Muitos profetas e sábios diziam que os sacrifícios no Templo eram menos importantes que a tzedaká. É o caso de Isaías que critica os holocaustos que não são seguidos os e amor ao próximo e tzedaká (Is 1,11-17).
Os rabinos se preocuparam em não ofender ou humilhar o necessitado. Daí ser preferível ajudar o necessitado de forma anônima, sem ser percebido: "O Mandamento de praticar a caridade pesa tanto quanto os outros reunidos. (...) O que dá esmolas em segredo é maior que Moisés" ( Talmud, Baba Batra, 9b).
Outra questão importante: a tzedaká não deve ser dirigida somente aos judeus, mas a todos os necessitados: "A caridade não distingue raça nem credo" ( Talmud, Guitin 61 a).
Contudo, a tzedaká deve ser limitada a um percentual das posses ou rendimentos da pessoa, pois não deve haver um exagero na bondade: "Seja o homem generoso na sua caridade, mas guarde-se de dar tudo o que tem" ( Talmud, Arachim, 28 a).
Fontes Judaicas
01) Talmud Babilônico, Chaguigá 5 a
O rabi presenciou um homem dar em público a esmola de um vintém a um mendigo e disse-lhe: "Antes não tivesse dado nada do que envergonhá-lo".
02) Avot 3
Quem pratica a beneficência nada dá de si mesmo, senão de Deus. Tudo o que possuímos, de fato pertence a Deus, como está escrito no primeiro livro de Crônicas 29,14.
03) Talmud Babilônico, Baba Batra 9 b
Rabi Eliezer indagava: "O que significa a afirmativa de Isaías (29,17) Vestiu-se de justiça (tzedaká), como de uma couraça. Quer dizer que da mesma maneira que a couraça é feita unindo uma lâmina a outra, também a caridade pode realizar algo grande juntando um centavo a outro".
04) Midrash Vaikrá Rabá 14,15
"...se abrires tua alma ao faminto..." (Is 58,10).
Ainda que não tenhas nada para lhe dar, consolai-o com palavras. Diga-lhe: "Minha alma está contigo, ainda que seja a única coisa que tenho para te oferecer".
II – Maasser
A idéia de dar o dízimo é uma prática judaica, conforme estabelecido na Torá, que orienta que todo judeu separe um décimo, maasser, de seus lucros para a caridade. A fonte da lei que apóia a idéia de doar até um quinto de nossa renda está no Talmud, Tratado de Ketubot 50a.

● **TAREFA A EXECUTAR**:
Traduza para o inglês esta frase do texto sobre a tzedaká: "Os rabinos se preocuparam em não ofender ou humilhar o necessitado."

● **CONTEÚDO DOS DADOS**:
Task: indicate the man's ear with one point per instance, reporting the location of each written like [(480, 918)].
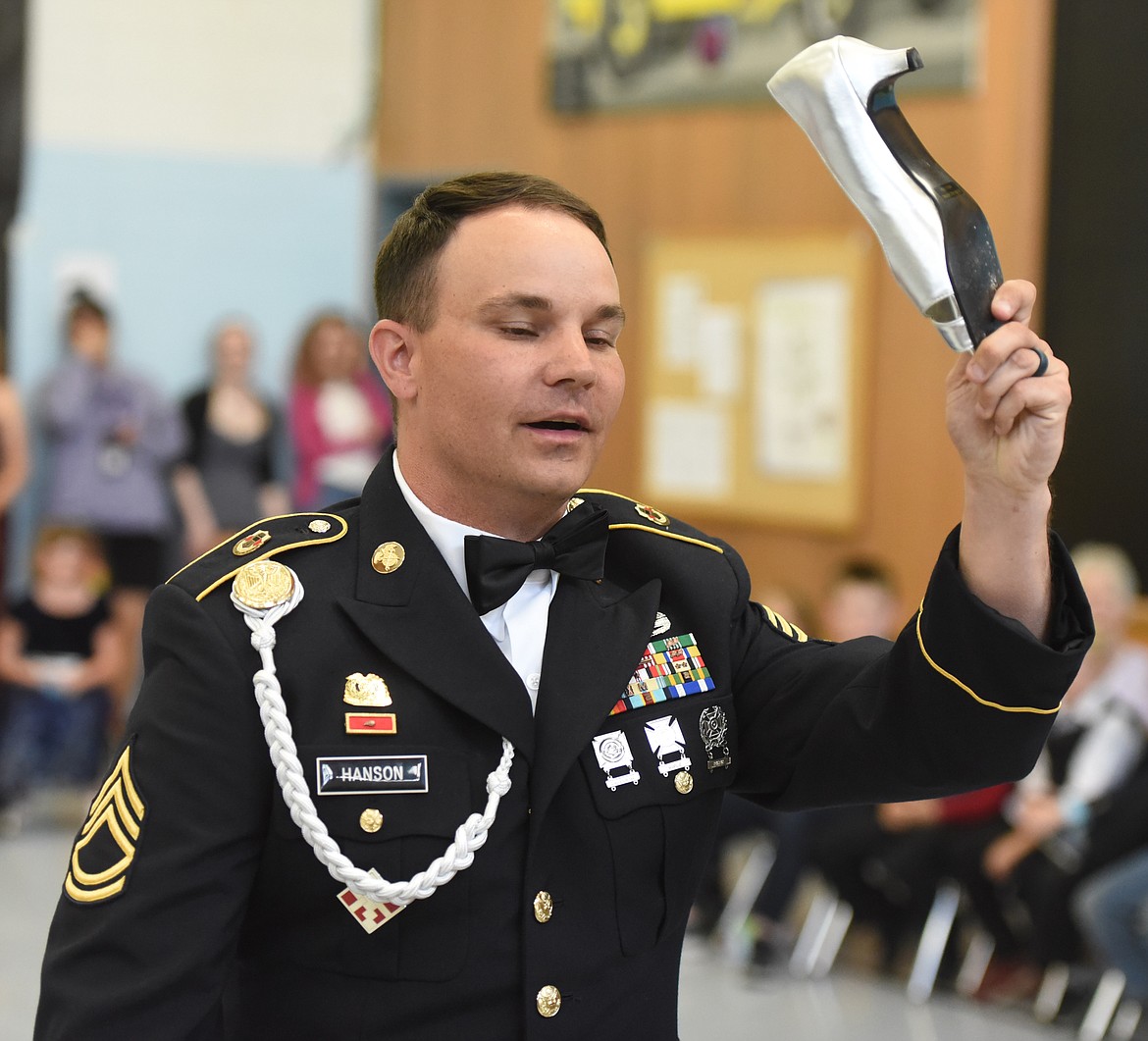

● **RESPOSTA COMPLETA**:
The rabbis took care not to offend or humiliate the needy person.